--- Start TEXT EXTRACT ---

Claims and Drains on the Main(frame)
It's nice when knowledge gained some time ago becomes useful again in a new context. Take DB2 for z/OS drain locking. This technology was delivered in the mid-1990s, I think via DB2 V3 - though it may have veen V4. In any case, drains - and their counterpoint, claims - were initially spoken of primarily in the context of DB2 utility operations (more on this momentarily). Just last week, I had the opportunity to share some of what I know about drains and claims in responding to a question about EXCHANGE, a new SQL statement associated with the clone table functionality of DB2 for z/OS V9. Basically, EXCHANGE can be used with a clone table to effect a very quick (usually) replacement of a table's contents with new data by way of the DB2 SQL interface - this in contrast to the traditional utility-driven LOAD REPLACE approach. The person asking the question wanted to know of the locking and concurrency implications of EXCHANGE, and that prompted the exchange of information about drains and claims. As the question was posted to the popular DB2-L forum, several other DB2 experts chimed in with related and very useful comments. I'll cite these as I go along.

--- End TEXT EXTRACT ---

▸ **EXERCISE TASK**
In the post on DB2 claims and drains, which traditional utility-driven approach is EXCHANGE contrasted with?

--- Start PROVIDED DATA ---

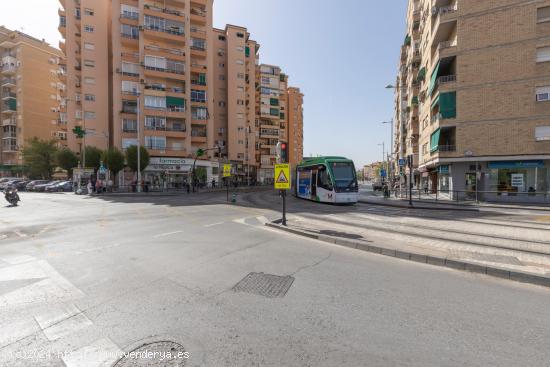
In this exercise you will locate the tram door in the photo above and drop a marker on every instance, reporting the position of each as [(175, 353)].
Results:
[(313, 184)]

--- End PROVIDED DATA ---

▸ **RIGHT ANSWER**
LOAD REPLACE